--- Source passage ---
This article is written by Khushnum Motafram, pursuing a Diploma in M&A, Institutional Finance and Investment Laws (PE and VC transactions) from Lawsikho.com. Here she discusses “Can Foreign Companies Acquire Properties in India by way of Asset Sale?”.
In the modern era of cut-throat competition, it has become imperative for corporate houses to opt for one or the other mode of corporate restructuring in order to operate and expand in the market. Not only does it help in business expansion, but it also plays a major role in the diversification of risk. Corporate restructuring refers to a process of significantly changing a company’s business model, management team or financial structure to address various challenges and increase shareholders value. These corporate houses incline to the phenomenon of corporate restructuring for various reasons viz. reduction of risk, increase in operational efficiency, improved access to the financial market, tax benefits, synergy benefits, revival of the sick company etc.
--- Entries ---
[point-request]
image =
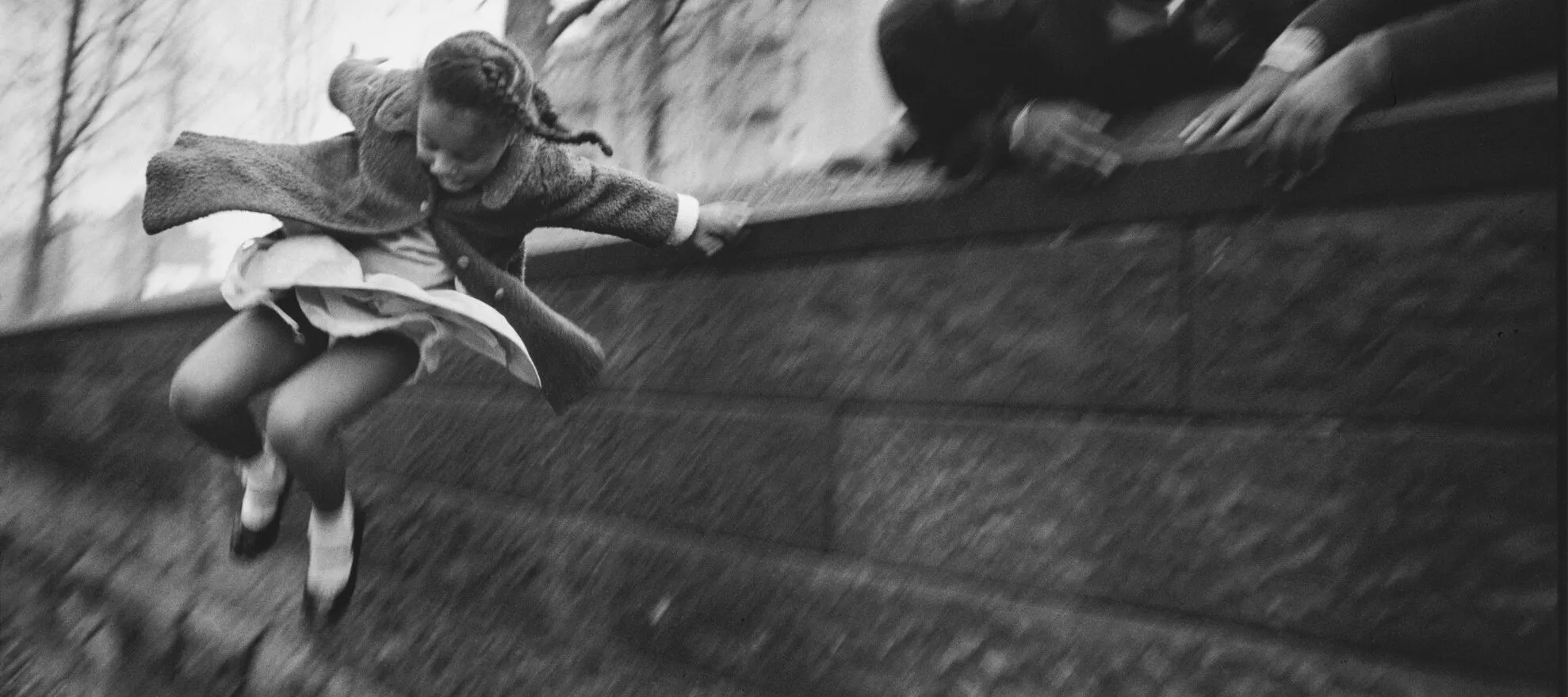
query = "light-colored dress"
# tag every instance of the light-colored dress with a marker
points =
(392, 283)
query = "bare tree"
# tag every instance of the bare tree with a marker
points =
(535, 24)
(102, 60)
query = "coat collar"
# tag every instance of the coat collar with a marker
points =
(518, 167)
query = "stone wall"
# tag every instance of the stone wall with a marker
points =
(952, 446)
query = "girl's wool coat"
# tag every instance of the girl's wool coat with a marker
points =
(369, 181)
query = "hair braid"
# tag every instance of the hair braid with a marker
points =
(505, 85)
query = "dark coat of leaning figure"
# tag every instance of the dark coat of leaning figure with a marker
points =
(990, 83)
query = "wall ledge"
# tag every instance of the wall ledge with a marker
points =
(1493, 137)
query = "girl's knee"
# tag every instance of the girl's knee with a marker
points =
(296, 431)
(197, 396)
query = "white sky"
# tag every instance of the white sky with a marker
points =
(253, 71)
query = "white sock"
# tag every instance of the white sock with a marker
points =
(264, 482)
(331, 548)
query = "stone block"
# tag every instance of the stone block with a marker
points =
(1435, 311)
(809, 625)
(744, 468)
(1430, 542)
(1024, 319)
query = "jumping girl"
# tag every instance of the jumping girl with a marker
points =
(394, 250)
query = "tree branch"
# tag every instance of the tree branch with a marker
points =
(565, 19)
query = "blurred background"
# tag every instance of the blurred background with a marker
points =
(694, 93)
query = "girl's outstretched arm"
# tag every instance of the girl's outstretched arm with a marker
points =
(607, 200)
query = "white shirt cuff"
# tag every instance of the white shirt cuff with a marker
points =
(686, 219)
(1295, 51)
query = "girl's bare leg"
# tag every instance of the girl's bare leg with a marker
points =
---
**Task prompt:** How does the passage on corporate restructuring define the term corporate restructuring?

**Expected output:** It is a process of significantly changing a company's business model, management team or financial structure to address various challenges and increase shareholders value.